## Passage shown:

COMMENTARY | On March 19, the co-majority owners of the Mets, CEO Fred Wilpon and his brother-in-law, team President Saul Katz, were clearly pleased after Judge Jed S Rakoff anonunced the $162 million settlement. Supposedly the settlement clears the way for the co-owners to put this ugly episode behind them so they can work with new GM Sandy Alderson to improve the team.
But nothing has really changed as far as Met fans are concerned. The same inept ownership still controls the team. The same payroll restrictions are still in place. The same shallow farm system is still unable to feed the parent club with enough talent to make a difference.

## What is asked:
**1)** According to the Mets commentary, what was the amount of the settlement that Judge Jed S Rakoff announced?
**2)** Please repeat, word for word, the stretch of the Mets commentary from "COMMENTARY | On" through "make a difference.".

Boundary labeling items

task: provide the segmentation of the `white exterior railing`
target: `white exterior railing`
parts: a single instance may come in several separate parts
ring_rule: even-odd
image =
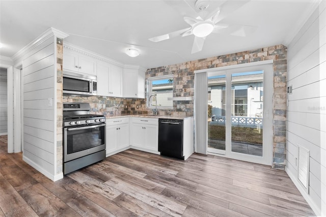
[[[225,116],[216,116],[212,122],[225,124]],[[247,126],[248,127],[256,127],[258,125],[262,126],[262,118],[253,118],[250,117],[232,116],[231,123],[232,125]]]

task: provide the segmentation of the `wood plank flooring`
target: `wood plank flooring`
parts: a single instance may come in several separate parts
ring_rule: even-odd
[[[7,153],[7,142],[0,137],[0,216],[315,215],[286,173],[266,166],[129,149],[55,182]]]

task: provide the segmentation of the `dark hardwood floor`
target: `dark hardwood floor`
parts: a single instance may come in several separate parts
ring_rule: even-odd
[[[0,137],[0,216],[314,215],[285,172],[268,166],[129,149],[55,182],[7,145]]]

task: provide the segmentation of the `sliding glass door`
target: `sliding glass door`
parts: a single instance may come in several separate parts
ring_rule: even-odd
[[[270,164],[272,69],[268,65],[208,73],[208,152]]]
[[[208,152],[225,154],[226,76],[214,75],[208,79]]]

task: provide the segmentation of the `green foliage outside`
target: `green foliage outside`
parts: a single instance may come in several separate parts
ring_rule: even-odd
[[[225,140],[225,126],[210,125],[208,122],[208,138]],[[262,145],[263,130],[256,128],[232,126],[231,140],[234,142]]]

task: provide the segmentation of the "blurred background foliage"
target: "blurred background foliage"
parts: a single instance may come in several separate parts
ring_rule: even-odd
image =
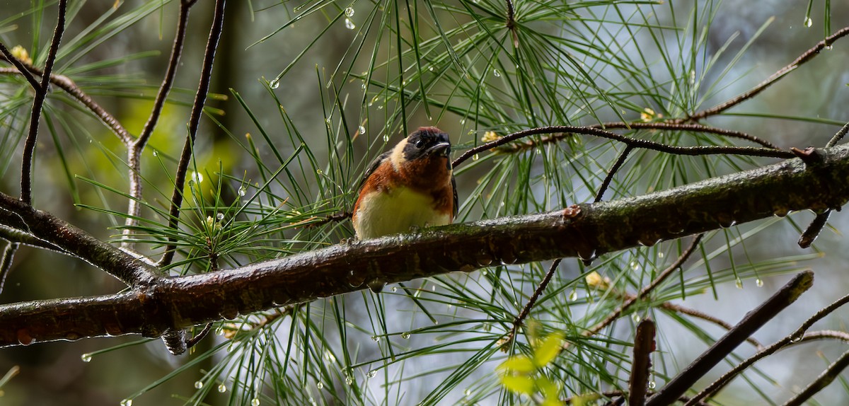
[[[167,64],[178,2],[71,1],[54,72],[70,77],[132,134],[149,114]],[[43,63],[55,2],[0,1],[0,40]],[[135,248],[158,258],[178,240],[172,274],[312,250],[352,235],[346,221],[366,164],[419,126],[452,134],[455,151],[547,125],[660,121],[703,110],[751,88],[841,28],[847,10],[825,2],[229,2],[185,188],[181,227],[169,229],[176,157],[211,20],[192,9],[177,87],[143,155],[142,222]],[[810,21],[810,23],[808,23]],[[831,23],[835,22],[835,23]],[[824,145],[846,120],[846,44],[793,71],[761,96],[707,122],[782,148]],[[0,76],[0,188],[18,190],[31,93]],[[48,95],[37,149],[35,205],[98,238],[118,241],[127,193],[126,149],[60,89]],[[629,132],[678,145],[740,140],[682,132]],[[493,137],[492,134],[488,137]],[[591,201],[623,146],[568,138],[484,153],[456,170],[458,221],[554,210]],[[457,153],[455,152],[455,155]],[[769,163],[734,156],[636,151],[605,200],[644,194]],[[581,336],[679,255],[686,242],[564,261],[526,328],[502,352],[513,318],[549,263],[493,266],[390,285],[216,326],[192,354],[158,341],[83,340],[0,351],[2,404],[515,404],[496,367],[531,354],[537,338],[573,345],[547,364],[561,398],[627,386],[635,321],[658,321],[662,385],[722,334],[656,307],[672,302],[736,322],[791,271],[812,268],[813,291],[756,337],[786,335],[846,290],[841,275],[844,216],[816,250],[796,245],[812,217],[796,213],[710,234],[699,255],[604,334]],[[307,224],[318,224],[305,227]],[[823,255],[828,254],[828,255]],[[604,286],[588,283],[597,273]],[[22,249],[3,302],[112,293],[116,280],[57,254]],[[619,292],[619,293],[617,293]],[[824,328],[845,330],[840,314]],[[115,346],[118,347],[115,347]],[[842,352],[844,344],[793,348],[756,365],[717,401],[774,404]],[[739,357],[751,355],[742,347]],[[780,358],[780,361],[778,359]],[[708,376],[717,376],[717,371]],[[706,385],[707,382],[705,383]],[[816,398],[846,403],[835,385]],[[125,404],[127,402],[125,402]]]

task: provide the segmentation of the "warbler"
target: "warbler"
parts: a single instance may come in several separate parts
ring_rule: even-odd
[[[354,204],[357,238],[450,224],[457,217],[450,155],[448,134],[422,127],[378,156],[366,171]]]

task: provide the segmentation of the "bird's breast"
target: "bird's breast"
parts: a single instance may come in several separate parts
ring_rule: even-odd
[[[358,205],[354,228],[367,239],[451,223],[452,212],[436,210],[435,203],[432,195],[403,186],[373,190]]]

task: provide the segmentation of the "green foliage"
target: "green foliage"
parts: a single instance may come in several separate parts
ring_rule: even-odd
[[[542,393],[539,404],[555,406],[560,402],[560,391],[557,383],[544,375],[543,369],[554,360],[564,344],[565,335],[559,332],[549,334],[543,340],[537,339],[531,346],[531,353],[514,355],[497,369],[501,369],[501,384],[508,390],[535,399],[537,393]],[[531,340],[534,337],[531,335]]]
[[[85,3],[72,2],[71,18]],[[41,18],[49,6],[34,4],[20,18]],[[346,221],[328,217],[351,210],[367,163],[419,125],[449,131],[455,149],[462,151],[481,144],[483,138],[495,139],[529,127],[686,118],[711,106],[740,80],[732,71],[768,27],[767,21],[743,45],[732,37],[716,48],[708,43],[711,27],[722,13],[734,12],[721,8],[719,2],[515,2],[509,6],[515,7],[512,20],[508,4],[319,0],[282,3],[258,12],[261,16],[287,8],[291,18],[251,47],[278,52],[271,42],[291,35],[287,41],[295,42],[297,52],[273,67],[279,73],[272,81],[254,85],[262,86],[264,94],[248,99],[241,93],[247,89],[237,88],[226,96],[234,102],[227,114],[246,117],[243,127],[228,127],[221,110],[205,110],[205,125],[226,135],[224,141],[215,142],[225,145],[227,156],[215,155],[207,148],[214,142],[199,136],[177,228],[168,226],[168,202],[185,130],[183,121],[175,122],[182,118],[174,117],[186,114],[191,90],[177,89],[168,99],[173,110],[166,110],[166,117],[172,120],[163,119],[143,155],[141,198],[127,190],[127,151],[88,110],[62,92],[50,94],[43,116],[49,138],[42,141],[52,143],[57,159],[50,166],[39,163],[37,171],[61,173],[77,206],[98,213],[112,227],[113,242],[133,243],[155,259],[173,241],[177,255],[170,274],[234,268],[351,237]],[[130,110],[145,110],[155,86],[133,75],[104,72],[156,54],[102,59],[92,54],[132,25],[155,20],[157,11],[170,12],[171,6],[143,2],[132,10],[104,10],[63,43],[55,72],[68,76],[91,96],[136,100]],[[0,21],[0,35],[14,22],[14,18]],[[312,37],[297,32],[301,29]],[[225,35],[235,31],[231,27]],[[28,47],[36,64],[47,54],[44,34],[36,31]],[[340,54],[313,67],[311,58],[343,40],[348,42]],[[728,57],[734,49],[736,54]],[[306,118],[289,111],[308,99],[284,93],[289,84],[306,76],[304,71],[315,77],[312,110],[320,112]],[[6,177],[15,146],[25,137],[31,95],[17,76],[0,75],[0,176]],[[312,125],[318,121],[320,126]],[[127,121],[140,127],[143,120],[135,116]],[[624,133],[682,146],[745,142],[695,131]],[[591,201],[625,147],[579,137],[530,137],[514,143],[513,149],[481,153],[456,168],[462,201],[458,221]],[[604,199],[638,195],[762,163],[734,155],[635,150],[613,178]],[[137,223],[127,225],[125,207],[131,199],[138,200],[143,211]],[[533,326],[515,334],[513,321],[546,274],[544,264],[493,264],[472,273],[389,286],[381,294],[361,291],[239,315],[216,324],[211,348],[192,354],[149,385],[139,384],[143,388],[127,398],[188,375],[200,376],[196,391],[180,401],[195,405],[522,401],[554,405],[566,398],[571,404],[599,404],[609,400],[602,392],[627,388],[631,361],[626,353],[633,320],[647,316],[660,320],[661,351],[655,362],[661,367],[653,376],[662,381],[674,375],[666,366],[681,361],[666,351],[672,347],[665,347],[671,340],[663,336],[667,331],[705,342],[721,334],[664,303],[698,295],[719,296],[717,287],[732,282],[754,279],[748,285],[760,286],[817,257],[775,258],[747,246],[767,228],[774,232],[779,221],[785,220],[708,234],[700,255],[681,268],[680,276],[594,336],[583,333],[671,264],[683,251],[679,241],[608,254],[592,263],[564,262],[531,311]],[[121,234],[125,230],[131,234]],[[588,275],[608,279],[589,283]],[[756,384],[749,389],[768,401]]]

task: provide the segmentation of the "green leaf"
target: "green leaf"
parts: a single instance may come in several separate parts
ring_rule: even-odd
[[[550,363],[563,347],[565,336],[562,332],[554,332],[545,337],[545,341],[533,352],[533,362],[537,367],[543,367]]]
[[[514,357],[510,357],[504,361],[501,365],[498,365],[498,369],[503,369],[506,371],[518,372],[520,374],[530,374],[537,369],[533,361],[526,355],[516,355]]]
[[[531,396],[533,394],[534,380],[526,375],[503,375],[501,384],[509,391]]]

...

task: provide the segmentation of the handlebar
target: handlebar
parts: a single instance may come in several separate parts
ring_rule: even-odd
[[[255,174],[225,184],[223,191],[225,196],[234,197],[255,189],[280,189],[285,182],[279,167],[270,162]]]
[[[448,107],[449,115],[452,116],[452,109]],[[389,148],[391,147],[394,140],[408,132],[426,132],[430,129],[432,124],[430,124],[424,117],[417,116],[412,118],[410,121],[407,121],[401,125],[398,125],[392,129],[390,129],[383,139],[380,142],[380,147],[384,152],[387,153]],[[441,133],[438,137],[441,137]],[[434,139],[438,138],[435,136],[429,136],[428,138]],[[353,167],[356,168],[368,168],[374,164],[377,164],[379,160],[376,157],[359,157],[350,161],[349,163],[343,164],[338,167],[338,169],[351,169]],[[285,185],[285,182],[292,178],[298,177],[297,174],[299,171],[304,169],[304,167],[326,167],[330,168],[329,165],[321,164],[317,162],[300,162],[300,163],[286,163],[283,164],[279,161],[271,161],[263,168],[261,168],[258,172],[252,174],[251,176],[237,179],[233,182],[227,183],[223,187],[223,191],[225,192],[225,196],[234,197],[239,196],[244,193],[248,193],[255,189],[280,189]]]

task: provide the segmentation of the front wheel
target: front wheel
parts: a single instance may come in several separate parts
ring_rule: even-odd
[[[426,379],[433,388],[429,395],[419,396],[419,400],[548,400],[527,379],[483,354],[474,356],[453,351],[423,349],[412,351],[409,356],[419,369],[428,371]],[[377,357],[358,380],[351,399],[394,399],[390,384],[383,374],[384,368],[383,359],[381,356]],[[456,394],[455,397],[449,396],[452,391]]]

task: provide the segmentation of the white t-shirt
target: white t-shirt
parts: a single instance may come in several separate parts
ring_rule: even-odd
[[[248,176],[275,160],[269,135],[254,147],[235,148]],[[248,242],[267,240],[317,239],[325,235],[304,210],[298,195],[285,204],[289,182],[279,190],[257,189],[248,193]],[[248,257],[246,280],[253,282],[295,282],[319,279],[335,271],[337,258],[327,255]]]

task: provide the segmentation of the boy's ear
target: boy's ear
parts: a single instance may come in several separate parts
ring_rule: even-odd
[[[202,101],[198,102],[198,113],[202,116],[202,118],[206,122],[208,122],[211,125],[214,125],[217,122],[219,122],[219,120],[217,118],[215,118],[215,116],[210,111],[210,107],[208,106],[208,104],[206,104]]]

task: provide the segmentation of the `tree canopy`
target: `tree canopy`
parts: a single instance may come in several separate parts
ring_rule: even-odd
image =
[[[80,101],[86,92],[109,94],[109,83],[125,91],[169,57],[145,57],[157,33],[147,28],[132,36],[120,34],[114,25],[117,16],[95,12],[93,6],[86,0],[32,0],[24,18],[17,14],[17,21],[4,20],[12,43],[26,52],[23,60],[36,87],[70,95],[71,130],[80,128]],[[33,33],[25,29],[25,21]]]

--

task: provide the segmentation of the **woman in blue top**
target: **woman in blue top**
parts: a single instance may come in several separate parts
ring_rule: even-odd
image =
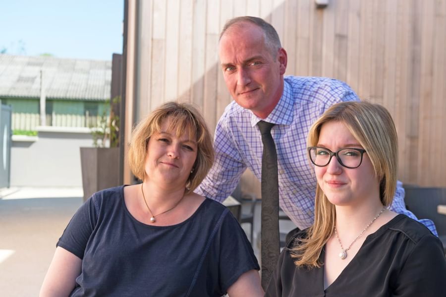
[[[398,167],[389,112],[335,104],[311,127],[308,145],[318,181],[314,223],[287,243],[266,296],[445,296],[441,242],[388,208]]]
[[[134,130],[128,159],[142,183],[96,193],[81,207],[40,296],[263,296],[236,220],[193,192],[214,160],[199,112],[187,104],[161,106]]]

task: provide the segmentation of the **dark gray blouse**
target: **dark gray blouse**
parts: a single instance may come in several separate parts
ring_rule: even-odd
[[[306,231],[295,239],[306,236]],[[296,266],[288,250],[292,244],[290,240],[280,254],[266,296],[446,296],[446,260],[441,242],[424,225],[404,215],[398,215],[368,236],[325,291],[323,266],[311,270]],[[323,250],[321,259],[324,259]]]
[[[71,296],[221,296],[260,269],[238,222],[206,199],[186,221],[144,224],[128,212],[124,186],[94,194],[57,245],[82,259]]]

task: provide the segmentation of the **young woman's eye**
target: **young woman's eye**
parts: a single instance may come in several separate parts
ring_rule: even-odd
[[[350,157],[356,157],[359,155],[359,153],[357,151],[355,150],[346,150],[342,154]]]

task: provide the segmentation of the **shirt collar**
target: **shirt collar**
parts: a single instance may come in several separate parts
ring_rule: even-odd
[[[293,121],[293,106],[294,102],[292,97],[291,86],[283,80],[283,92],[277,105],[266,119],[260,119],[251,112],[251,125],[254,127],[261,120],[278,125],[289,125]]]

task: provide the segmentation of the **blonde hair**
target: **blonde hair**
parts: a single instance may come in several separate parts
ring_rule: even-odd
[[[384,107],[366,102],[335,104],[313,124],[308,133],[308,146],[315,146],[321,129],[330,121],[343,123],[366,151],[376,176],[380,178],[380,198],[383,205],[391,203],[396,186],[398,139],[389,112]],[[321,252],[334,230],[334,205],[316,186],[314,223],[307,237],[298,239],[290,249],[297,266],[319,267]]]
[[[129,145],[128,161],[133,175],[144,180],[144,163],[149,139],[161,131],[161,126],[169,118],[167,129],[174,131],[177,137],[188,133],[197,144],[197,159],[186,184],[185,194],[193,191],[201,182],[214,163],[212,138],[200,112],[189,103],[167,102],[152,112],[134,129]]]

## Solutions:
**1)** $162 million.

**2)**
COMMENTARY | On March 19, the co-majority owners of the Mets, CEO Fred Wilpon and his brother-in-law, team President Saul Katz, were clearly pleased after Judge Jed S Rakoff anonunced the $162 million settlement. Supposedly the settlement clears the way for the co-owners to put this ugly episode behind them so they can work with new GM Sandy Alderson to improve the team.
But nothing has really changed as far as Met fans are concerned. The same inept ownership still controls the team. The same payroll restrictions are still in place. The same shallow farm system is still unable to feed the parent club with enough talent to make a difference.